**TASK INSTRUCTIONS**
Answer these questions from the opinion column on the old days, one line each.
(a) In which month was the writer's mother's birthday?
(b) What club did the mother belong to in the 1950s?
(c) How did the hobos carry their possessions?

Old Days Were Simpler, Safer, More Caring Time

Linda Barber Special To Opinion

Last week’s sunshine, that and my mother Mary’s February birthday, stirred a bout of daydreaming in me.

Back in the 1950s, my mother was a member of the Freeman Homemakers Club and later a popular school cook. A caring, generous person, she gave of herself through her cooking.

Spring would pop up early back then and with it would come my mother’s special visitors. Mom would answer the back door to what the kids in town, all 10 or so of us, called hobos. A dowdy, haplesslooking lot, they traveled in twos and threes and rode the rails through our tiny town, carrying their possessions tied to a stick.

Word must have gotten out early on that Mom was an artist in the kitchen. Hobos or dignitaries, it didn’t matter, she gave her best.

From her culinary palette she delivered homemade soups, stews, breads, cinnamon rolls, puddings, pies, or whatever was simmering at the time, out the back door.

**DATA EXCERPT**
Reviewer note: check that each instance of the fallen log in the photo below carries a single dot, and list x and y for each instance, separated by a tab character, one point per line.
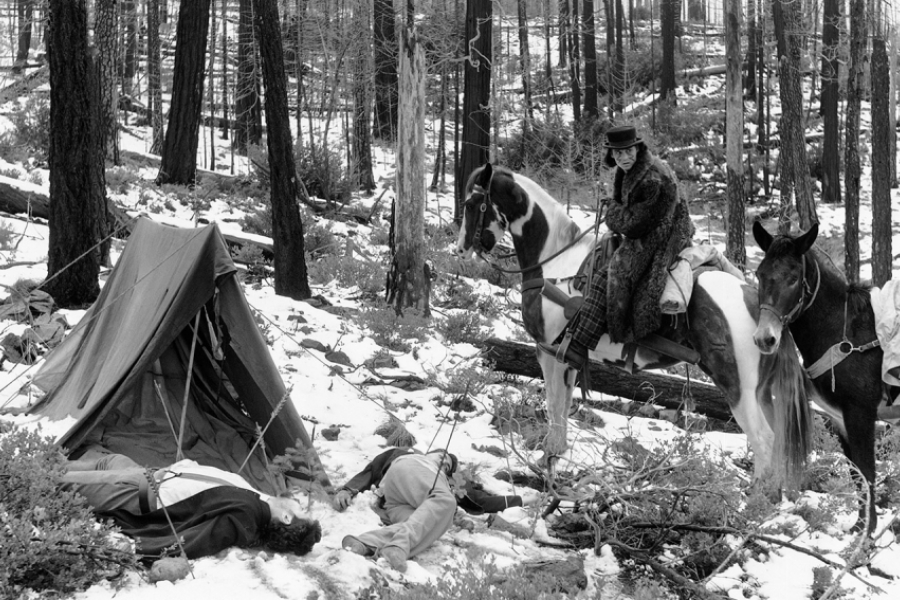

**THE COMPLETED TASK**
(a) February
(b) The Freeman Homemakers Club
(c) Tied to a stick